_Text block_:
My use-case of binary __DATA__ was that I was uncompressing Compress::Zlib
data and used this in production in some 5.8.8 age, which was rather nice
to my taste.

not using this technique anymore, though.

Internal Use - Confidential
Re: "use v5.36.0" should imply ASCII source [ In reply to ]
On Sat, Aug 07, 2021 at 02:01:14PM +0200, Martijn Lievaart wrote:
> Op 07-08-2021 om 08:51 schreef Darren Duncan:

> > If there is a "use utf8;" anywhere in a Perl file, would it not be
> > reasonable to interpret that it is describing the entire file and not
> > just the portion of the file below that statement?
>
>
> ... I don't feel that is reasonable. It's not how "use" works in general.
> "Use" affects the file being parsed from that point on. If you want it to
> affect the whole file, put it as the first statement.

It's not just "not reasonable" - it's not possible.

The perl parser can't restart.

Things like reading source code from a pipe (or terminal) could be worked
around (with sufficient buffering), but that's not the fatal problem here.

The problem is that all actions of the parser happen immediately, and
are committed to the symbol table as they are done. So for starters:

sub foo {
# I am good
}

sub bar {
1 2 3;
# I have a syntax error
}


will generate a definition for &foo before it even starts parsing bar,
and the failure to parse bar won't delete the definition of &foo

So if you wrap the above in an eval (or similar - a require or do in an
eval) and trap the error, you still get &foo.


BEGIN blocks give many many more ways for globally visible side effects to
happen immediately.

So there simply isn't a way to rewind and redo the parse of a file, because
the parsing of a file is not a transaction that ultimately commits or
rolls back - it's kind of AutoCommit, potentially at a
statement-by-statement granularity.

Nicholas Clark
Re: "use v5.36.0" should imply ASCII source [ In reply to ]
On Mon, Aug 16, 2021, at 8:00 AM, Graham Knop wrote:
> On Fri, Aug 6, 2021 at 5:23 PM Ricardo Signes <perl.p5p@rjbs.manxome.org> wrote:>
>> At the PSC, we had a long talk about this, and another proposal was made:
>>
>> We introduce a new stricture, which I'll call "source_encoding". Under "use strict 'source_encoding'", the compiler will raise an exception when the source contains non-ASCII content unless the utf8 pragma is in effect. The error raised can drive the programmer to documentation explaining the various trade-offs. That is: you can turn on utf8 and deal with how this affects your I/O, or you can disable the stricture, or you can restate your non-ASCII content as ASCII by using escaping constructs.
>
> After thinking about this again, I had another idea.

_The tasks_:
**1.** Translate this sentence from the Perl source-encoding thread into Spanish: "The perl parser can't restart."
**2.** In the Perl source-encoding thread, what name is given to the proposed new stricture?
**3.** Go on with the Perl source-encoding thread, starting after its last line.
The items after this point have nothing to do with the Perl source-encoding thread.

_Box annotation data rows_:
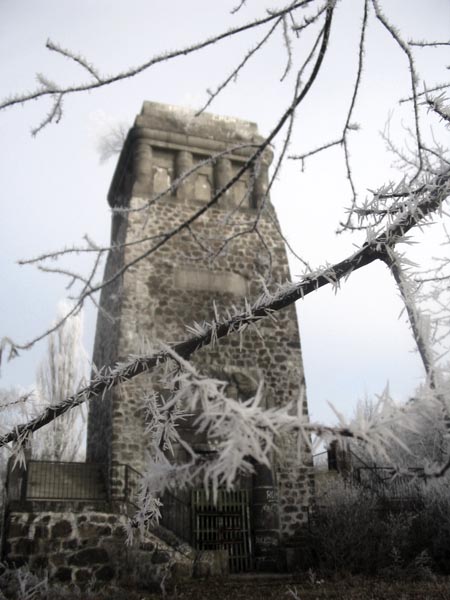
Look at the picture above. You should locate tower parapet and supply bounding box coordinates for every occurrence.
[87,102,312,569]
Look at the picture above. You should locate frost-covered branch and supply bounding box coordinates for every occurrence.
[0,164,450,447]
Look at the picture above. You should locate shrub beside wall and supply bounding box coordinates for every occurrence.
[305,478,450,577]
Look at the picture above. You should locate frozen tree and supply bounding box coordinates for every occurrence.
[32,301,87,461]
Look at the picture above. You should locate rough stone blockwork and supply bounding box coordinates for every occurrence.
[84,102,313,568]
[6,507,194,588]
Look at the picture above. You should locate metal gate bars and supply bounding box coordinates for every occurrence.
[191,490,252,573]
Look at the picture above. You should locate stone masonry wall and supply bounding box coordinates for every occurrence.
[88,103,312,552]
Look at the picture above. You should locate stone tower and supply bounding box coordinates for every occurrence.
[87,102,312,569]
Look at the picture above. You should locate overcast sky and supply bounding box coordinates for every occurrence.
[0,0,450,422]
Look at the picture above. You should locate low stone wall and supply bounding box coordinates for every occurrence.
[5,507,195,588]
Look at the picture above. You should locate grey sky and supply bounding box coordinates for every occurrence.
[0,0,450,420]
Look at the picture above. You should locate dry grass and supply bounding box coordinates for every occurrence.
[125,577,450,600]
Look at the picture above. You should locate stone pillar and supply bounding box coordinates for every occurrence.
[252,465,280,572]
[175,150,194,200]
[252,160,269,208]
[133,140,153,196]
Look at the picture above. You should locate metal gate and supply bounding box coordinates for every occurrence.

_Answers below_:
**1.** El analizador de Perl no puede reiniciarse.

**2.** "source_encoding"

**3.**
>
> The reason implying 'use utf8' is a problem is because of the impact it has on string semantics. Maybe we can just have it not impact string semantics. Make 'use v5.36.0;' decode the source as UTF-8, but store string literals as byte strings rather than characters. The strings would still be required to be UTF-8 encoded, but would be stored with the utf8 flag off. This would allow using UTF-8 encoded content in comments, Pod, or even in function names, but would not create the confusion with strings and IO.

I said I'd write a reply to this and I didn't. *Mea culpa*.

I think there are two big questions, here:

*ONE:* What's the end state we'd like to get to?

*TWO:* What's a good next step, keeping in mind that we might not ever get past that next step?

My take is this: The end state I'd like is that strings are in one of three states: declared text, declared bytes, unknown. Semantics exist for how to combine these and deal with I/O discipline. The source code is Unicode and string literals are assumed to be text. A new string literal syntax exists for byte strings, like `qb"..."`.

For my money, a useful next step is that we encourage people to opt-in to "source code is unicode and string literals are text." This means that the programmer is then responsible for thinking about how this will affect their I/O. That concern is already there, we're just pushing around the complexity like a lump under the rug. I think this push is a good one. It lets us enable non-ASCII syntax, and it's pretty well understood. Also, we already have something for qb"...." in the form of "do { use bytes; qq{...} }" but we could probably add a qb, too, if we needed it.

--
rjbs
Re: "use v5.36.0" should imply ASCII source [ In reply to ]
On Sun, Oct 3, 2021 at 2:57 PM Ricardo Signes <perl.p5p@rjbs.manxome.org>
wrote:

> On Mon, Aug 16, 2021, at 8:00 AM, Graham Knop wrote:
>
> On Fri, Aug 6, 2021 at 5:23 PM Ricardo Signes <perl.p5p@rjbs.manxome.org>
> wrote:>
>
> At the PSC, we had a long talk about this, and another proposal was made:
>
> We introduce a new stricture, which I'll call "source_encoding". Under
> "use strict 'source_encoding'", the compiler will raise an exception when
> the source contains non-ASCII content unless the utf8 pragma is in effect.
> The error raised can drive the programmer to documentation explaining the
> various trade-offs. That is: you can turn on utf8 and deal with how this
> affects your I/O, or you can disable the stricture, or you can restate your
> non-ASCII content as ASCII by using escaping constructs.
>
>
> After thinking about this again, I had another idea.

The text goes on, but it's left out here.